WHAT IS EXPECTED - Beginning with the line where "Target: breaded chicken strip" appears, retype every remaining line of the data below, both the first and last included.

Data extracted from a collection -
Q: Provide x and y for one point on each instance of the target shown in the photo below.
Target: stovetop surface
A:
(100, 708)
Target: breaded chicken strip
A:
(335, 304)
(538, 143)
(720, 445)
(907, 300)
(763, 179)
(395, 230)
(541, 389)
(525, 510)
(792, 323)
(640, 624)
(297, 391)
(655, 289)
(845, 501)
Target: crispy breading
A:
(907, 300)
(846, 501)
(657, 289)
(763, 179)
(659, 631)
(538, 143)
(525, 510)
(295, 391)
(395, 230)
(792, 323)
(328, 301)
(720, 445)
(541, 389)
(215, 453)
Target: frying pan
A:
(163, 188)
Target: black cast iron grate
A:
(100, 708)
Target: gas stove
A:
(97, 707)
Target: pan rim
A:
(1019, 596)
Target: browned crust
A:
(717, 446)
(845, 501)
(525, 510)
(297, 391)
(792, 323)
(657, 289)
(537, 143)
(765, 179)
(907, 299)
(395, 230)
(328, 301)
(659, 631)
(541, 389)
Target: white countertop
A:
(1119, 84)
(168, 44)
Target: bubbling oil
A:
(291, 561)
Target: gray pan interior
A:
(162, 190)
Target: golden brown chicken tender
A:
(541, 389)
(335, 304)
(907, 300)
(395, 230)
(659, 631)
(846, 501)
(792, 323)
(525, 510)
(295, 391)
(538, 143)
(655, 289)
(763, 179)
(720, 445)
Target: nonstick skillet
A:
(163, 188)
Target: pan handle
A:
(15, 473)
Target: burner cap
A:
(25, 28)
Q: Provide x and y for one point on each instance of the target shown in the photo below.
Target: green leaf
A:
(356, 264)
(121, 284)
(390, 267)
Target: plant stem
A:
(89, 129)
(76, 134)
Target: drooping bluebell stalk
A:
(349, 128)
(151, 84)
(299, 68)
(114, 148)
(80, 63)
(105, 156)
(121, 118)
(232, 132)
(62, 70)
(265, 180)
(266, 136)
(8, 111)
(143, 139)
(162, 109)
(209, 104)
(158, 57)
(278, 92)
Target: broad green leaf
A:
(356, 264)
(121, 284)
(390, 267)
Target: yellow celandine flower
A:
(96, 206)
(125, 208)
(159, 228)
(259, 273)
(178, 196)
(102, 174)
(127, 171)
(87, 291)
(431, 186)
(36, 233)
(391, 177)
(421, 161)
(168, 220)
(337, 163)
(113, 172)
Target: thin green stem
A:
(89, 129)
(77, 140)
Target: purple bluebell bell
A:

RESULT -
Target: breaded chicken strip
A:
(335, 304)
(538, 143)
(720, 445)
(907, 300)
(763, 179)
(395, 230)
(541, 389)
(525, 510)
(792, 323)
(640, 624)
(297, 391)
(655, 289)
(845, 501)
Target: crispy breading
A:
(907, 300)
(846, 501)
(657, 289)
(763, 179)
(659, 631)
(538, 143)
(525, 510)
(295, 391)
(395, 230)
(792, 323)
(328, 301)
(720, 445)
(541, 389)
(215, 453)
Target: frying pan
A:
(163, 188)
Target: black cast iron grate
A:
(100, 708)
Target: gas stove
A:
(97, 707)
Target: pan rim
A:
(1019, 596)
Target: browned crust
A:
(717, 446)
(845, 501)
(525, 510)
(297, 391)
(792, 323)
(657, 289)
(537, 143)
(765, 179)
(907, 299)
(395, 230)
(328, 301)
(659, 631)
(541, 389)
Target: white countertop
A:
(1119, 84)
(168, 44)
Target: bubbling oil
A:
(291, 561)
Target: gray pan interior
A:
(162, 190)
Target: golden brown chicken tender
A:
(541, 389)
(335, 304)
(907, 300)
(395, 230)
(659, 631)
(846, 501)
(792, 323)
(525, 510)
(295, 391)
(538, 143)
(655, 289)
(763, 179)
(720, 445)
Target: nonstick skillet
A:
(163, 188)
Target: pan handle
A:
(15, 473)
Target: burner cap
A:
(25, 28)
Q: Provide x and y for one point on each instance of the target shown in the photo below.
Target: green leaf
A:
(356, 264)
(121, 284)
(390, 267)
Target: plant stem
A:
(89, 129)
(76, 134)
Target: drooping bluebell stalk
A:
(349, 128)
(151, 84)
(299, 68)
(114, 148)
(80, 63)
(105, 156)
(121, 118)
(232, 132)
(62, 70)
(265, 180)
(266, 136)
(8, 111)
(143, 139)
(162, 109)
(209, 104)
(158, 57)
(278, 92)
Target: broad green leaf
A:
(356, 264)
(121, 284)
(390, 267)
Target: yellow celandine flower
A:
(96, 206)
(125, 208)
(159, 228)
(259, 273)
(178, 196)
(102, 174)
(127, 171)
(87, 291)
(431, 186)
(36, 233)
(391, 177)
(421, 161)
(168, 220)
(337, 163)
(113, 172)
Target: thin green stem
A:
(89, 129)
(77, 140)
Target: purple bluebell bell
A:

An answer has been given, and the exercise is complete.